Render the rows below as a two-column CSV with the headers "instruction" and "points", one line per row, with its text and its answer each in a single quoted field and line breaks replaced by spaces. Cover every row and leave the pictures out.

▶ **Material provided**

☆ ☆ ☆ ☆ ☆

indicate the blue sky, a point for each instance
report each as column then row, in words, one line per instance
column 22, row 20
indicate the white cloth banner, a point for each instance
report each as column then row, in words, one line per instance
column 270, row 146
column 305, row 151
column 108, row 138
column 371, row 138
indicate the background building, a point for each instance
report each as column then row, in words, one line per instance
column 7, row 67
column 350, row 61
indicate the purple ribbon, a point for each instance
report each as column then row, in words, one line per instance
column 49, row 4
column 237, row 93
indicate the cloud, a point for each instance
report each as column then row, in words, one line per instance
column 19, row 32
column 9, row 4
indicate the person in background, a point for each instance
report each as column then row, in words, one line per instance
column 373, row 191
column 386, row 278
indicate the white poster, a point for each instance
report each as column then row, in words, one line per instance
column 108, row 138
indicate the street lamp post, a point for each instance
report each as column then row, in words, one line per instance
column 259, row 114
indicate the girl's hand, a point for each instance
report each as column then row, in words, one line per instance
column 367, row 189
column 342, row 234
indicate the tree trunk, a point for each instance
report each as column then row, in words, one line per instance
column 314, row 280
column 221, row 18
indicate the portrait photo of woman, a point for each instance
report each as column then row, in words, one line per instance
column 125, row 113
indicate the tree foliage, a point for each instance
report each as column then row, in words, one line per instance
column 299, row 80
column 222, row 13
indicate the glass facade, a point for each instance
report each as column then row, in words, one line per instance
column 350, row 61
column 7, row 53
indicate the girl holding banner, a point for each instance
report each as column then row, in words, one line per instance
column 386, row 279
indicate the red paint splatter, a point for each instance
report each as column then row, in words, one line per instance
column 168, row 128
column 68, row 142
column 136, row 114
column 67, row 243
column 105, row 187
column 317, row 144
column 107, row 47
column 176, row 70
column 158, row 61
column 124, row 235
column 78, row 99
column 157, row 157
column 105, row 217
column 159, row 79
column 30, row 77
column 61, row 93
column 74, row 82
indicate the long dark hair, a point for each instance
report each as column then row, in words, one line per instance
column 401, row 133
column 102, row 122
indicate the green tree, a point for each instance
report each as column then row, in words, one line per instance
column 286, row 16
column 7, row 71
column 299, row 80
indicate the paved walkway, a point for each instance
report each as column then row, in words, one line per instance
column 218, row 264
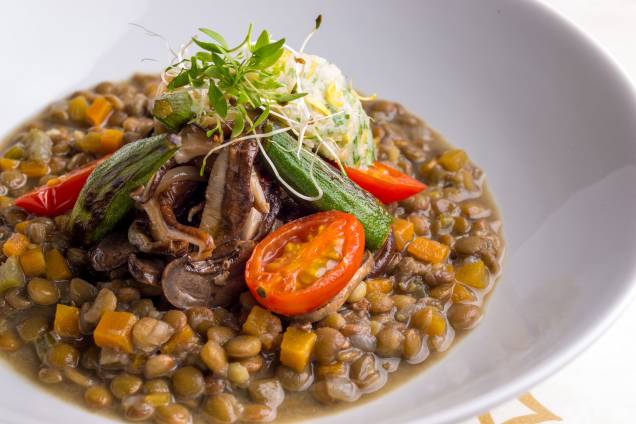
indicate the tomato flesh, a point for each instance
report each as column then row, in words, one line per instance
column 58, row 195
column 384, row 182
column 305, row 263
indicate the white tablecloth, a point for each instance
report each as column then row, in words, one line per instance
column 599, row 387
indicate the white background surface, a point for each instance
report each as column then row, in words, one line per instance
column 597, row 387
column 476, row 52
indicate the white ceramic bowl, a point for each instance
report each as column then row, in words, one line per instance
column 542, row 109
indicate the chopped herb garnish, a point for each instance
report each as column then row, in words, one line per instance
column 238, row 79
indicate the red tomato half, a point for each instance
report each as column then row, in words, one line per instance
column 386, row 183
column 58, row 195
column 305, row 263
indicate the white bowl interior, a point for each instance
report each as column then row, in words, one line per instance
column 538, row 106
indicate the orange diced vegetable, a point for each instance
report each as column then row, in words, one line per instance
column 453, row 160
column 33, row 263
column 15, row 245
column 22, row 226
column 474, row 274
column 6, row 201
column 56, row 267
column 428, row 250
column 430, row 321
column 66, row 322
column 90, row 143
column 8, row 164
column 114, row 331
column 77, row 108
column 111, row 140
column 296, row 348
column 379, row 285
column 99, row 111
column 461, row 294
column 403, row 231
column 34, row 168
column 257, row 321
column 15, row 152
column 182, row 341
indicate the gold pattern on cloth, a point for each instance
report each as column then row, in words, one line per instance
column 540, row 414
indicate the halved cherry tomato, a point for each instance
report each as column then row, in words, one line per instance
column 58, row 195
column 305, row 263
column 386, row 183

☆ ☆ ☆ ☆ ☆

▶ **Solution to this exercise**
instruction,points
"indicate the blue sky, a point for each instance report each as column then row, in words, one line per instance","column 22, row 20"
"indicate the white cloth banner, a point for each instance report each as column then row, in words, one line per instance","column 270, row 146 column 305, row 151 column 108, row 138 column 371, row 138"
"indicate the background building, a point for each instance report each as column then row, in words, one line per instance","column 7, row 67 column 350, row 61"
"indicate the purple ribbon, a point for each instance report each as column then row, in words, one line per instance","column 49, row 4 column 237, row 93"
"indicate the cloud, a point for each instance report each as column then row, in words, one line per instance","column 19, row 32 column 9, row 4"
"indicate the person in background, a point for each instance report each as column then row, in words, one line per instance","column 373, row 191 column 386, row 278"
"indicate the white poster, a point for each instance report each as column then row, in words, one line per instance","column 108, row 138"
"indicate the street lamp post, a point for each instance report each as column then row, in words, one line per instance","column 259, row 114"
"indicate the girl's hand, a point for each instance report each as column then row, in words, one line per instance","column 367, row 189 column 342, row 234"
"indicate the tree trunk, a point for each instance report each as column then row, in words, one line per instance","column 314, row 280 column 221, row 18"
"indicate the portrait photo of woman, a point for each instance report each as column then row, in words, one line per instance","column 125, row 113"
"indicate the tree foliage, a point for each instance report each as column then row, in words, one line per instance","column 299, row 80 column 222, row 13"
"indicate the glass facade, a point for each instance report each as column then row, in words, one line per instance","column 350, row 61 column 7, row 53"
"indicate the girl holding banner, a point for each instance report each as column then row, in words, one line per instance","column 386, row 279"
"indicate the red paint splatter, a point for each instance report each as column then row, in words, one line per instance","column 168, row 128 column 68, row 142 column 136, row 114 column 67, row 243 column 105, row 187 column 317, row 144 column 107, row 47 column 176, row 70 column 158, row 61 column 124, row 235 column 78, row 99 column 157, row 157 column 105, row 217 column 159, row 79 column 30, row 77 column 61, row 93 column 74, row 82"
"indicate the long dark hair, a point for each instance report each as column then row, in words, one line per instance","column 401, row 133 column 102, row 122"
"indicate the green tree, a point for each instance report each as column then row, in words, one line per instance","column 286, row 16 column 7, row 71 column 299, row 80"
"indicate the paved walkway, a point for each instance report each as column then row, in words, one line per instance","column 218, row 264"
"indicate the tomato flesh, a point for each instance report each as column then row, in words, one line per instance","column 58, row 195 column 384, row 182 column 305, row 263"
"indicate the white tablecloth, a point for each instance report each as column then row, in words, one line per instance","column 599, row 387"
"indicate the white background surface, a point for each instance report each as column then row, in words, one line per instance","column 597, row 387 column 476, row 52"
"indicate the white ceramic bowl, a point for each instance report each as column then row, in words, one line per instance","column 542, row 109"
"indicate the chopped herb garnish, a point for each instance report each as column then row, in words, one line per instance","column 238, row 79"
"indicate the red tomato half, a point for each instance report each as column then row, in words, one line per instance","column 386, row 183 column 58, row 195 column 305, row 263"
"indicate the white bowl interior, a point for each instance report each as column then row, in words, one line per instance","column 538, row 106"
"indicate the orange diced vegetable, a point for each instance report each as column then row, in words, one line per instance","column 453, row 160 column 33, row 263 column 15, row 245 column 22, row 226 column 474, row 274 column 6, row 201 column 56, row 267 column 428, row 250 column 430, row 321 column 66, row 322 column 90, row 143 column 8, row 164 column 114, row 331 column 77, row 108 column 111, row 140 column 296, row 348 column 379, row 285 column 99, row 111 column 461, row 294 column 403, row 231 column 34, row 168 column 257, row 321 column 15, row 152 column 182, row 341"
"indicate the gold pattern on cloth, a point for each instance report each as column then row, in words, one line per instance","column 540, row 414"
"indicate the halved cherry tomato, a point for each instance report each as column then row, in words, one line per instance","column 58, row 195 column 305, row 263 column 386, row 183"